Zie antwoord vraag 1.
Zie antwoord vraag 1.
Zie antwoord vraag 1.
De humanitaire situatie langs de zogenoemde Westelijke Balkanroute wordt nauwlettend in de gaten gehouden. Vanuit verschillende landen en met behulp van meerdere internationale organisaties, zoals UNHCR en het Internationale Rode Kruis, wordt gezorgd voor voldoende opvangcapaciteit. Op dit moment lijkt deze adequaat. Verder bevinden zich in Calais relatief veel migranten die verlangen door te reizen naar het Verenigd Koninkrijk.
NL heeft tot nu toe in totaal EUR 1.5 mln bijgedragen aan humanitaire hulp in de landen langs de Westelijke Balkan-route, ten behoeve van de opvang van vluchtelingen. Zo is bijvoorbeeld EUR 500.000 bijgedragen aan de activiteiten van UNHCR in Griekenland (eind 2015) en is via het Rode Kruis in Griekenland een bijdrage geleverd van EUR 1 mln (dec 2015). Daarnaast heeft NL waterpompen, veldbedden en lichtmasten gedoneerd aan respectievelijk Griekenland, Servië en Slovenië, via het Europese civiele beschermingsmechanisme, als antwoord op hun noodhulpverzoek.
UNHCR en IOM hebben op 25 januari een appeal gepresenteerd, waarin zij vragen om ruim EUR 500 mln voor humanitaire hulp aan vluchtelingen in Europa. Het appeal betreft Turkije, Griekenland en de Westelijke Balkan landen. Naast een bijdrage voor opvang en bescherming van vluchtelingen en migranten in Europa, roept dit appeal tegelijkertijd op tot een gecoördineerde, humane, op recht gebaseerde respons. Het appeal besteedt specifiek aandacht aan de kwetsbare positie van kinderen, vrouwen en meisjes, en mensen met special needs. NL heeft besloten vooralsnog geen bijdrage te leveren aan dit appeal, maar houdt regelmatig contact met o.a. UNHCR en andere humanitaire situaties om op de hoogte te blijven van de humanitaire situatie.
Het is van groot belang het menselijk aspect niet uit het oog te verliezen bij de aanpak van de Europese vluchtelingenproblematiek. Er wordt hard gewerkt om bestaande faciliteiten waar nodig verder te verbeteren en er voor te zorgen dat er voldoende opvangcapaciteit beschikbaar is in zowel Griekenland als langs de zogenoemde Westelijke Balkan-route. Naar aanleiding van de bijeenkomst van enkele leiders op 25 oktober jl. wordt i.s.m. UNHCR gewerkt aan het creëren van 50.000 opvangplekken in Griekenland en 50.000 in verschillende landen langs de route. Vooral bij de grenzen van Macedonië en Servië zijn de tijdelijke opvangfaciliteiten de afgelopen tijd verbeterd en uitgebreid.
────────────────────
[OPDRACHT A] Zoek in de records alle regels met het woord "white" en neem die regels over. Hoofdletters en kleine letters tellen mee.
────────────────────
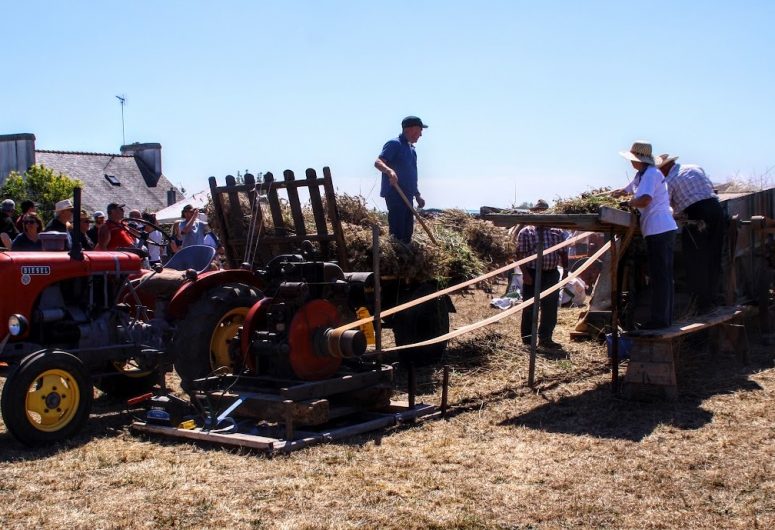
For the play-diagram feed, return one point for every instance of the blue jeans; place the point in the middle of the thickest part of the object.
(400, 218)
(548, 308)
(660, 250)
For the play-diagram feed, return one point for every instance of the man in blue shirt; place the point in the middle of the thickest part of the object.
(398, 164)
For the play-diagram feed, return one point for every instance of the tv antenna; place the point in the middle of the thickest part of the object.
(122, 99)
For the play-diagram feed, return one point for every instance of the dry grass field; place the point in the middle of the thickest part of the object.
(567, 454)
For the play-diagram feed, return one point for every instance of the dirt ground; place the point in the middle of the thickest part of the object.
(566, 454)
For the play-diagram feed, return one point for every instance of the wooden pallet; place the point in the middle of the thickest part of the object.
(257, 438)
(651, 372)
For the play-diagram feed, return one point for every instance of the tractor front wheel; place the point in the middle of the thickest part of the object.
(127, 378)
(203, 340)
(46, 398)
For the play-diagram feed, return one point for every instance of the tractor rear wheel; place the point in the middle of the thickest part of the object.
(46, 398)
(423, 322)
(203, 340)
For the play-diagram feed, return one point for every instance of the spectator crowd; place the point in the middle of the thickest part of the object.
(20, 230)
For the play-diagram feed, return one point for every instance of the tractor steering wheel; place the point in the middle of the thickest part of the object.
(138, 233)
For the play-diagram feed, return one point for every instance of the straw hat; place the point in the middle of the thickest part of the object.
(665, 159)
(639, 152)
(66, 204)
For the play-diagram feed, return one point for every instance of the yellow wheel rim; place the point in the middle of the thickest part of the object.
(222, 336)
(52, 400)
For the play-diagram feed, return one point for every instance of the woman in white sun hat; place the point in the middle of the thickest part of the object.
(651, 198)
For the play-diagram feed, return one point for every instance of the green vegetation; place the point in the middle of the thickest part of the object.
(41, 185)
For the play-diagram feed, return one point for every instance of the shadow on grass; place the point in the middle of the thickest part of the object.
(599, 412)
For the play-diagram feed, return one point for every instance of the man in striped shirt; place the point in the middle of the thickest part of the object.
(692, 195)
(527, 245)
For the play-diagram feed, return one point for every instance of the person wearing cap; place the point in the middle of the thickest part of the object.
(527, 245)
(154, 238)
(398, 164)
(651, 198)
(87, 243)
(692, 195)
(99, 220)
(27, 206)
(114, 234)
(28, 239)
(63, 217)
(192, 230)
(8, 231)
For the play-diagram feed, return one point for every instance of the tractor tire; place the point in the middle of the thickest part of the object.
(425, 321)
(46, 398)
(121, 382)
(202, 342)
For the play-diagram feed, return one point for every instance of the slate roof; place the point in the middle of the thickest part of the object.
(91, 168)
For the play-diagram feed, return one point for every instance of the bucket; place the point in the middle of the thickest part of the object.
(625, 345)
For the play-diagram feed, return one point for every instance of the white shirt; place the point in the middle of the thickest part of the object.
────────────────────
[OPDRACHT B] Schrijf het stuk over de opvang van vluchtelingen langs de Westelijke Balkanroute verder, te beginnen na de laatste zin.

[VERWACHT ANTWOORD A]
For the play-diagram feed, return one point for every instance of the woman in white sun hat; place the point in the middle of the thickest part of the object.
For the play-diagram feed, return one point for every instance of the white shirt; place the point in the middle of the thickest part of the object.

[VERWACHT ANTWOORD B]
Het kabinet zet zich actief in voor een effectieve aanpak van de vluchtelingenproblematiek op de Westelijke Balkan-route. En marge van de informele Raad Justitie en Binnenlandse Zaken heeft Nederland een bijeenkomst georganiseerd van de ministers van de meest betrokken landen. Daar is benadrukt dat landen nog meer hun nationale maatregelen op elkaar moeten afstemmen om te voorkomen dat er een ongewenst domino-effect ontstaat. Deze bijeenkomst heeft in de marges van de informele Raad Buitenlandse Zaken (Gymnich) van 5 en 6 februari een vervolg gekregen. Ook in bilaterale contacten met de betrokken ministers van Macedonië en Griekenland is gesproken over de huidige problemen bij de grensovergangen en mogelijkheden deze uitdagingen in regionale en/of Europese context aan te pakken.
De hotspots moeten ervoor zorgen dat migranten bij binnenkomst in de Europese Unie, direct worden gescreend, geïdentificeerd en geregistreerd. Daarna kan worden beoordeeld of ze in aanmerking komen voor herplaatsing, de asielprocedure of terugkeer. De hotspots dienen daarnaast als opvanglocatie, waar ook basisvoorzieningen zoals medische zorg worden aangeboden. Meer en beter functionerende hotspots zijn van belang voor het in goede banen leiden van de migratiestroom. Dit dient ook gepaard te gaan met het creëren van de nodige opvangcapaciteit en het organiseren van terugkeer indien asielzoekers niet voor asiel in Griekenland of Italië of herplaatsing in aanmerking komen.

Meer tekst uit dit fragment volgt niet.